- [REQUIREMENTS]: Repeat each record below exactly as given.

*** LISTED ENTRIES

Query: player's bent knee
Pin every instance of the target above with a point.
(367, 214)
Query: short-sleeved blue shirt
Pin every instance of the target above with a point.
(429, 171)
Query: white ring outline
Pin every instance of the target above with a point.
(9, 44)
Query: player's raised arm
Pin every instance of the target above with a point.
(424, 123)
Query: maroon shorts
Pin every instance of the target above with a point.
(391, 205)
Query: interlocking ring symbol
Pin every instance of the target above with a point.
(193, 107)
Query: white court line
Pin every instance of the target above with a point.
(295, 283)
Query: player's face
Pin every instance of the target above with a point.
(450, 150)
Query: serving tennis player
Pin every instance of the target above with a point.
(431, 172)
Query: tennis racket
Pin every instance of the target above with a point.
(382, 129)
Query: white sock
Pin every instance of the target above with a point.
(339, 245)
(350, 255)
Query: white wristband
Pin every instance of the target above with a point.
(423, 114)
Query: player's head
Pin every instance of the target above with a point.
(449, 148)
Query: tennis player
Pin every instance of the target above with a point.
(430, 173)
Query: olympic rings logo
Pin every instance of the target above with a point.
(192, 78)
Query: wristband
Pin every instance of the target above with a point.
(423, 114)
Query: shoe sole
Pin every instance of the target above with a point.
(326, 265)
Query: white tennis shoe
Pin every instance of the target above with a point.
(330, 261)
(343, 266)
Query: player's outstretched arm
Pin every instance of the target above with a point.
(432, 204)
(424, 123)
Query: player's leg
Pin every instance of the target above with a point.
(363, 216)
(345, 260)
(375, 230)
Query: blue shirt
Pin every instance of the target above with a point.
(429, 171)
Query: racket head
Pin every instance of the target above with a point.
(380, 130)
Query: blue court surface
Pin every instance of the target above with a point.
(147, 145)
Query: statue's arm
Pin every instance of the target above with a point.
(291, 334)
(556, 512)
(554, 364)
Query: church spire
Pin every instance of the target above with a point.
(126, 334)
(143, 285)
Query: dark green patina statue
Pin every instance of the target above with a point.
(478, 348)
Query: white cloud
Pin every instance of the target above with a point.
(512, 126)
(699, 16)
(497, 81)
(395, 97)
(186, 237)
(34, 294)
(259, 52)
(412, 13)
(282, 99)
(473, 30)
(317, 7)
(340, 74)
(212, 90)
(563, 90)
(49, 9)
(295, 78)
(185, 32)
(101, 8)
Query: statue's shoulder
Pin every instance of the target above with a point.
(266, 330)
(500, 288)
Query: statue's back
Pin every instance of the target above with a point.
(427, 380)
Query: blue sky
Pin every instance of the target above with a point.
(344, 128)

******

- [TASK ANSWER]:
Query: player's bent knee
Pin every instance of the target above with a point.
(367, 214)
Query: short-sleeved blue shirt
Pin every instance of the target above with a point.
(429, 171)
Query: white ring outline
Pin every instance of the target above with a point.
(9, 44)
Query: player's raised arm
Pin every instance of the target above with a point.
(424, 123)
Query: maroon shorts
Pin every instance of the target above with a point.
(391, 205)
Query: interlocking ring symbol
Pin every instance of the target above with a point.
(193, 107)
Query: white court line
Pin every instance of the target above with a point.
(295, 283)
Query: player's face
Pin every instance of the target above with a point.
(450, 150)
Query: serving tennis player
Pin every instance of the target above with a point.
(431, 172)
Query: tennis racket
Pin every instance of the target above with a point.
(382, 129)
Query: white sock
Pin every instance of the target above with a point.
(339, 245)
(350, 255)
Query: white wristband
Pin every instance of the target above with a point.
(423, 114)
Query: player's head
Pin every instance of the target above with a point.
(449, 148)
Query: tennis player
Pin every instance of the target above with a point.
(430, 173)
Query: olympic rings logo
Pin every instance of the target above with a point.
(192, 78)
Query: wristband
Pin every instance of the target above with a point.
(423, 114)
Query: shoe sole
Pin every instance of the target above with a point.
(326, 265)
Query: white tennis shoe
Pin every instance of the target above with a point.
(330, 261)
(343, 266)
Query: player's outstretched arm
Pin every instance of the target above with a point.
(432, 204)
(424, 123)
Query: player's leg
Pin every instance of the target above with a point.
(363, 216)
(345, 260)
(375, 230)
Query: blue shirt
Pin every instance of the target above with a point.
(429, 171)
Query: racket head
Pin every instance of the target above with a point.
(380, 130)
Query: blue court surface
Pin every instance of the target above with a point.
(147, 145)
Query: statue's arm
Pin every instance of the target above with a point.
(291, 334)
(556, 512)
(554, 364)
Query: church spire
Pin every instance of the target above with a point.
(126, 334)
(143, 285)
Query: dark green patina statue
Pin every instance of the target above with a point.
(478, 348)
Query: white cloud
Pin every instance of the target above with a point.
(512, 126)
(699, 16)
(497, 81)
(395, 97)
(186, 237)
(34, 294)
(259, 52)
(412, 13)
(282, 99)
(473, 30)
(317, 7)
(340, 74)
(212, 90)
(563, 90)
(49, 9)
(295, 78)
(185, 32)
(101, 8)
Query: statue's shoulder
Pin every instance of the target above with a point.
(266, 330)
(500, 288)
Query: statue's back
Pin every instance of the target above with a point.
(427, 380)
Query: blue sky
Pin every instance of the target above with a point.
(344, 128)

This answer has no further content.